- [DIRECTIONS FOR THIS TASK] Please write out every one of the following items line by line, with no changes.

- [Region segmentation data]
::::

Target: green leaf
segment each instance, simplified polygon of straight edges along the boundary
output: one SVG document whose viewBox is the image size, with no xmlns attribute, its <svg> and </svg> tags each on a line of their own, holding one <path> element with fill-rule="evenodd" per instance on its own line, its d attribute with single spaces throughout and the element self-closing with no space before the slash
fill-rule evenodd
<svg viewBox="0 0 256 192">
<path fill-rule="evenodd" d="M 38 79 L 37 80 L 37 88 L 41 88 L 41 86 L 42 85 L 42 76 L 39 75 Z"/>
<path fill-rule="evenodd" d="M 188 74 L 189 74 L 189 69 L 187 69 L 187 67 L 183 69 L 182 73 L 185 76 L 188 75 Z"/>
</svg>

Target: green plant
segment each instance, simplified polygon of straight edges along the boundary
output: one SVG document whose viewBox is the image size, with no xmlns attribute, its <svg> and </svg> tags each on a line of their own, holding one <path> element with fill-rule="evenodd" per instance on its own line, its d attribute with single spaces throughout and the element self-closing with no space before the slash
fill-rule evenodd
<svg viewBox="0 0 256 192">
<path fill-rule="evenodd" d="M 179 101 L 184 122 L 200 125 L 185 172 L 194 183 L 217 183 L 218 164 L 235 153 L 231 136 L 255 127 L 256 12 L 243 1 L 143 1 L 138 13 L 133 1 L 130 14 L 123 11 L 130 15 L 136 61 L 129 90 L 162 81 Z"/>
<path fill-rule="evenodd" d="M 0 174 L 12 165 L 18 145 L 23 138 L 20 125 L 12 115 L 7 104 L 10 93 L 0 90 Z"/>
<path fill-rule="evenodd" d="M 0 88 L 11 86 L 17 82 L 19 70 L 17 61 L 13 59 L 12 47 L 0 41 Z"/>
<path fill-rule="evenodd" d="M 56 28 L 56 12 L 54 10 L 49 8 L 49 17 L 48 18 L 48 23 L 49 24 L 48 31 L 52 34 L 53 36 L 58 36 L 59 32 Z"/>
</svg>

::::

- [TASK OUTPUT]
Target: green leaf
segment each instance, simplified polygon of straight edges along the boundary
output: one SVG document whose viewBox is the image size, with no xmlns attribute, its <svg> and </svg> tags each on a line of their own, holding one <path> element with fill-rule="evenodd" per instance on its own line, its d attribute with single spaces throughout and the element self-closing with no space before the slash
fill-rule evenodd
<svg viewBox="0 0 256 192">
<path fill-rule="evenodd" d="M 38 79 L 37 80 L 37 88 L 41 88 L 41 86 L 42 85 L 42 76 L 39 75 Z"/>
<path fill-rule="evenodd" d="M 188 74 L 189 74 L 189 69 L 187 69 L 187 67 L 183 69 L 182 73 L 185 76 L 188 75 Z"/>
</svg>

Target: green plant
segment each instance, simplified polygon of straight edges along the boundary
output: one SVG document whose viewBox is the image size, with no xmlns attribute, its <svg> and </svg> tags each on a line of their own, holding one <path> element with fill-rule="evenodd" per instance on its own line, its d attribute with single spaces throughout and the element self-closing with no space before the slash
fill-rule evenodd
<svg viewBox="0 0 256 192">
<path fill-rule="evenodd" d="M 179 101 L 184 122 L 200 125 L 185 172 L 194 183 L 217 183 L 218 164 L 235 153 L 231 136 L 255 127 L 256 12 L 243 1 L 143 1 L 138 13 L 133 1 L 130 14 L 123 11 L 130 15 L 136 61 L 129 90 L 162 81 Z"/>
<path fill-rule="evenodd" d="M 0 174 L 12 165 L 18 145 L 23 138 L 20 125 L 12 115 L 7 104 L 10 93 L 0 90 Z"/>
<path fill-rule="evenodd" d="M 0 88 L 11 86 L 17 82 L 19 70 L 17 61 L 13 59 L 12 47 L 0 41 Z"/>
<path fill-rule="evenodd" d="M 56 28 L 56 12 L 54 10 L 49 8 L 49 17 L 48 18 L 48 23 L 49 24 L 48 31 L 52 34 L 53 36 L 58 36 L 59 32 Z"/>
</svg>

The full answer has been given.